Goal of the exercise: Copy the rows below, switching every "Pick out" to "Locate" and leaving everything else unchanged. Leave out the pictures.

Supplied entries:
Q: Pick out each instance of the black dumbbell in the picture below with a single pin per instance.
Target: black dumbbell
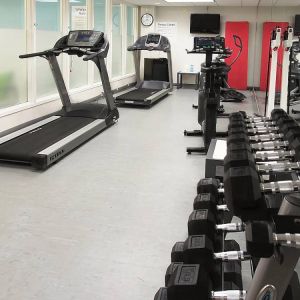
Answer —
(203, 221)
(275, 115)
(235, 158)
(244, 138)
(231, 269)
(260, 146)
(200, 249)
(283, 124)
(192, 282)
(262, 241)
(209, 201)
(212, 186)
(244, 191)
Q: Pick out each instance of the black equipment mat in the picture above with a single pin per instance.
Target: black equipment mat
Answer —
(138, 95)
(22, 148)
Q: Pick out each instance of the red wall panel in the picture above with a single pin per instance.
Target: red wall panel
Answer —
(238, 76)
(265, 53)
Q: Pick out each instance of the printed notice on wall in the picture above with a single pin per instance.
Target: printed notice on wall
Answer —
(168, 29)
(79, 17)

Complete response:
Q: Locate each instance of the black dumbbell in the picture below with a single pin per instance.
Target: black dumbbell
Answer —
(203, 221)
(275, 115)
(235, 158)
(244, 138)
(231, 269)
(260, 146)
(200, 249)
(283, 124)
(192, 282)
(262, 241)
(209, 201)
(212, 186)
(244, 191)
Q: Locate each instance of the black equipment mat in the picture above with a single pin per instance.
Target: black equipment mat
Answer —
(138, 95)
(22, 148)
Q: Locate each instance of the red wall panel in the picture above with a single pin per instance.
Target: red wall panel
Answer —
(238, 76)
(265, 53)
Q: Locate each instance of the printed notice on wall in the picture above with a single pin per instance.
Target: printed notice on wall
Answer —
(168, 29)
(79, 17)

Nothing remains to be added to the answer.